Exercise directions - Reproduce the following entries verbatim, each one complete.

======== Input records ========

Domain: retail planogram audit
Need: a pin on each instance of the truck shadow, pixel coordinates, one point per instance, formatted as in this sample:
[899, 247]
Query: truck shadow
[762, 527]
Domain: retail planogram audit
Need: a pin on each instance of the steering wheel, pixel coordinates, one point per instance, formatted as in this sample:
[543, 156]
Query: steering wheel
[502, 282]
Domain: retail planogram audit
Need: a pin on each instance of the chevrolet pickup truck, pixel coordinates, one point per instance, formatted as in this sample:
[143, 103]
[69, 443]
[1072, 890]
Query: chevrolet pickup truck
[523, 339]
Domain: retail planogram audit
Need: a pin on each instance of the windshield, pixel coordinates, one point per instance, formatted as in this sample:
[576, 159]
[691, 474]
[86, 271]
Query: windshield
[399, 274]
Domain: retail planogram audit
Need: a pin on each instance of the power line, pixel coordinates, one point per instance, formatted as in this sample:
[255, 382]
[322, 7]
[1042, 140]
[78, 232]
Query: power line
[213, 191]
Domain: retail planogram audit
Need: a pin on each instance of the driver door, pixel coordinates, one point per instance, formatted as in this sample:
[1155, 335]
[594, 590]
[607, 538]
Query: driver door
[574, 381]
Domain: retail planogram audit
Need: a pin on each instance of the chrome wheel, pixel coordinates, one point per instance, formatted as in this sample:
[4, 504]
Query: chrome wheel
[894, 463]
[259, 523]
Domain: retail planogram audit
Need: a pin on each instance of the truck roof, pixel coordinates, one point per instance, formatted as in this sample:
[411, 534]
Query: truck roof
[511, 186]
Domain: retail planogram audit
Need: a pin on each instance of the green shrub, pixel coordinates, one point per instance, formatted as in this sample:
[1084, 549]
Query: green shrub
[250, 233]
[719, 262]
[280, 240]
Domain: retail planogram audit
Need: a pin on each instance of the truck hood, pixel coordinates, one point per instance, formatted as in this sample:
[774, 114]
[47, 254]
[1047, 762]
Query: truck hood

========

Response -
Domain: retail planogram audit
Need: a pin on each instance of the truck shadow, pixel coordinates, one point per instance, formatted as in this sample:
[899, 247]
Query: truck shadow
[762, 527]
Domain: retail planogram audit
Need: a pin on each instance of the steering wheel, pixel coordinates, one point per instance, formatted as in this sample:
[543, 156]
Query: steering wheel
[502, 282]
Domain: retail planogram audit
Need: a pin on each instance of the chevrolet pickup truck, pixel coordinates, one point per instance, formatted as in this sample:
[143, 103]
[69, 443]
[1072, 890]
Query: chevrolet pickup truck
[523, 339]
Domain: retail planogram audit
Need: a pin on each instance of the windshield, pixel coordinates, one point per instance, formatted as in this sample:
[576, 159]
[691, 474]
[86, 271]
Query: windshield
[399, 274]
Domain: retail planogram audit
Need: a pin on each instance of the power line, pixel coordinates, one point per instance, formatted as in this sample:
[255, 382]
[322, 7]
[1042, 140]
[78, 232]
Query: power line
[213, 191]
Domain: retail planogram audit
Need: a pin on each instance of the driver door, pixel coordinates, one point per instance, formatted as in this sample:
[1155, 335]
[594, 590]
[607, 538]
Query: driver door
[574, 381]
Domain: retail planogram audit
Need: a pin on each instance of the chrome wheel, pixel coordinates, one point per instance, formatted as in this sample:
[4, 504]
Query: chrome wheel
[894, 463]
[259, 523]
Domain: retail planogram audit
Need: a pin on each instance of the truck roof, pixel coordinates, one point per instance, formatted as in this sample:
[411, 534]
Query: truck roof
[511, 186]
Domain: retail planogram audit
Need: a pin on each instance of the green shrub, pixel coordinates, one point per instance, formatted as in this sample:
[1084, 549]
Query: green shrub
[250, 233]
[719, 262]
[280, 240]
Domain: retail planogram audit
Need: a pin on each instance of the truck hood, pixel coordinates, one point per instance, formatted as in this sample:
[774, 114]
[47, 254]
[1047, 762]
Query: truck hood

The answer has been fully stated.